» Parts of the exercise:
**1)** Which people are named in the article about the tsunami survivor?
**2)** In the tsunami survivor article, translate this sentence into Spanish: "Mrs Woodward and Mrs Barron had gone to Samoa for a reunion and to celebrate Mrs Woodward's 60th birthday."

» Selected passage:
= Beginning of Section =

Tsunami survivor recalls ordeal

Ngaire Woodward (60), of Alexandra, rests in Dunstan Hospital, where she has been recovering from...
Ngaire Woodward (60), of Alexandra, rests in Dunstan Hospital, where she has been recovering from a broken pelvis, having survived the deadly quake and tsunami in Samoa.
Alexandra woman Ngaire Woodward is in Dunstan Hospital recovering from a broken pelvis she sustained in last month's Samoan tsunami while there on holiday with Auckland friend Jill Barron. In an exclusive interview, News reporter Lee Jamieson talks with Mrs Woodward about her experience.

The night before the tsunami in Samoa, Ngaire Woodward was walking along the beachfront to the fale where they were staying, only metres from the sea, and she said to her companion, Jill Barron, "the sea's angry tonight".

Mrs Woodward and Mrs Barron had gone to Samoa for a reunion and to celebrate Mrs Woodward's 60th birthday.

They arrived in Apia a week before an estimated magnitude 8.3 earthquake in the area triggered a tsunami, killing about 190 people, including eight New Zealanders.

On the night of the tsunami, it was their first evening at Litia Sini Beach Resort on the South Coast of Upolu Island at the white sand beach and lagoon in Lalomanu village.

They were all asleep in the thatched roof abode of the fale on mattresses on the floor when they were woken by the submarine earthquake at about 6.45am.

= End of Section =

» Data extracts:
= Beginning of Section =

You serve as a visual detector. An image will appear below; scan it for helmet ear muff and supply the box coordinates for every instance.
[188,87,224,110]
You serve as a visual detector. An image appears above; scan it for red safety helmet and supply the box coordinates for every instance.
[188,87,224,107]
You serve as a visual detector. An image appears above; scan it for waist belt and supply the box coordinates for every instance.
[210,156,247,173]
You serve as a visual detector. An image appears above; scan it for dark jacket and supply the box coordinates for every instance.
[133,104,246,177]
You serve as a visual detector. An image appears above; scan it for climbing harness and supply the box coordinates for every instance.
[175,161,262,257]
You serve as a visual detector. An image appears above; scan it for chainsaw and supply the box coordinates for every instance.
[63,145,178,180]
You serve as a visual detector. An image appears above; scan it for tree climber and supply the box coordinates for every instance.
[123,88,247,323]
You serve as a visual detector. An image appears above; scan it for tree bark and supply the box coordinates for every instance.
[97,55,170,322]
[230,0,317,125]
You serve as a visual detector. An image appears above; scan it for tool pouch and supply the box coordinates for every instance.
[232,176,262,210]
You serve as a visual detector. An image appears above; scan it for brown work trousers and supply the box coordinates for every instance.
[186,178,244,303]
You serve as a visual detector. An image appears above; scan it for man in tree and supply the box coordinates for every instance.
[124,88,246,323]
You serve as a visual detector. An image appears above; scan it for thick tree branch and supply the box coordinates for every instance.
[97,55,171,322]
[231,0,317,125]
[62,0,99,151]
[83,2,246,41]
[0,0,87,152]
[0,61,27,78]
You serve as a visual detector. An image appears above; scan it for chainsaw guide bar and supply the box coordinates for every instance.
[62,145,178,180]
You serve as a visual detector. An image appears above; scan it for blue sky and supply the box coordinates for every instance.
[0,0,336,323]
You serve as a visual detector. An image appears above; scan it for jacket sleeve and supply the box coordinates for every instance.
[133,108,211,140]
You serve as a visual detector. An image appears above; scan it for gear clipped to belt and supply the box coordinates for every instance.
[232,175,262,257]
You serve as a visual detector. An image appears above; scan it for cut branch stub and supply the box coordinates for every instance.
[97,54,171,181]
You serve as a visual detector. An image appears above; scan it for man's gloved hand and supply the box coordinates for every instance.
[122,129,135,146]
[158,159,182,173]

= End of Section =

» Answers given:
**1)**
Ngaire Woodward
Jill Barron
Lee Jamieson

**2)** La señora Woodward y la señora Barron habían ido a Samoa para un reencuentro y para celebrar el 60.º cumpleaños de la señora Woodward.